◆ Text provided
I stood up and slammed my hand into the mattress next to his head. He screamed. I shook his cot.
‘Moth, for fuck’s sake go to sleep right now. If you don’t go to sleep this minute, I’m going to kill myself. I’m going to take a knife and kill myself. Is that what you want? Mummy will be dead and then you’ll be happy.’
My hands on the cot rail are shaking. I must not attack him. Must not touch him or I will put my hands round his neck and kill him. I cannot leave because I would never come back and I cannot stay because I am about to pick him up and ram his head into the wall until he stops making that intolerable noise.
‘Anna, what the hell are you doing?’
Giles grabbed my shoulder. I stopped myself before my fist connected with his arm.

◆ Stored data

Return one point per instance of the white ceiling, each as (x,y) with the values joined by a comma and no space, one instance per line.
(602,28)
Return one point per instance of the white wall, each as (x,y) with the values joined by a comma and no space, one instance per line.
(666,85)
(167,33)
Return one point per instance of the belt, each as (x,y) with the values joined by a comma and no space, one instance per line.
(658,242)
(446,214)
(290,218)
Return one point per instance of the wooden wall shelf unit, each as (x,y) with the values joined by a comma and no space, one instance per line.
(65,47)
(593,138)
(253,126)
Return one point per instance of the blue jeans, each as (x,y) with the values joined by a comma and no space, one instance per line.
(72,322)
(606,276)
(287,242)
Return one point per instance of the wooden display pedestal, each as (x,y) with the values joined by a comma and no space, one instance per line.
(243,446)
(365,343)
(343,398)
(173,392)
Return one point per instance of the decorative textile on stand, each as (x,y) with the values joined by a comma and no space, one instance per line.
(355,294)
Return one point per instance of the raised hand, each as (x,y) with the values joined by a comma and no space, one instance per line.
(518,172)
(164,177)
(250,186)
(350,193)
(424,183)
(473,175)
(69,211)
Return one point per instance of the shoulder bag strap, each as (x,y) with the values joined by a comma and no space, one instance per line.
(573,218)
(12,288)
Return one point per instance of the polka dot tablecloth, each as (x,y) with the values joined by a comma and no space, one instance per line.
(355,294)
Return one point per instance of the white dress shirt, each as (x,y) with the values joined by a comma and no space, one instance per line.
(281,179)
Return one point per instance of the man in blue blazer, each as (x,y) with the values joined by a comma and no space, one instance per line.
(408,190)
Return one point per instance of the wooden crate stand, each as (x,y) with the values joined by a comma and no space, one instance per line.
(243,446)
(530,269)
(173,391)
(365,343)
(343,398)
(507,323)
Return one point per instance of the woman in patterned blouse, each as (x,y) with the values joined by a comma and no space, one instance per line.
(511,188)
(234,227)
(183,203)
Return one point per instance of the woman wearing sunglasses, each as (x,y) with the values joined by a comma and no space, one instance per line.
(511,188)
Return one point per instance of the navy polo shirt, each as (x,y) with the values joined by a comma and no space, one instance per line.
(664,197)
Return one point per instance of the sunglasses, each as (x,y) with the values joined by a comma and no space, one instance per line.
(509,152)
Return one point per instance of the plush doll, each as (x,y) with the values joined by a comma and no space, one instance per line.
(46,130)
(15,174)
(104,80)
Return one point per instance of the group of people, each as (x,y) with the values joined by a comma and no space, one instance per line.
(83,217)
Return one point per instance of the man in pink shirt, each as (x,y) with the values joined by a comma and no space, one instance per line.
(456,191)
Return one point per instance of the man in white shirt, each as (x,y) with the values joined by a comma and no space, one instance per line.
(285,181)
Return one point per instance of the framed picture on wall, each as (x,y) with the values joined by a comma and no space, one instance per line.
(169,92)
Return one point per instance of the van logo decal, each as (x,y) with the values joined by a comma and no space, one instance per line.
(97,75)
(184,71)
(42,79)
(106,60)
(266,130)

◆ Work task
Rewrite everything in the passage from "I stood up and" down to "that intolerable noise.", putting "crib" wherever "cot" appears.

◆ Answer to this task
I stood up and slammed my hand into the mattress next to his head. He screamed. I shook his crib.
‘Moth, for fuck’s sake go to sleep right now. If you don’t go to sleep this minute, I’m going to kill myself. I’m going to take a knife and kill myself. Is that what you want? Mummy will be dead and then you’ll be happy.’
My hands on the crib rail are shaking. I must not attack him. Must not touch him or I will put my hands round his neck and kill him. I cannot leave because I would never come back and I cannot stay because I am about to pick him up and ram his head into the wall until he stops making that intolerable noise.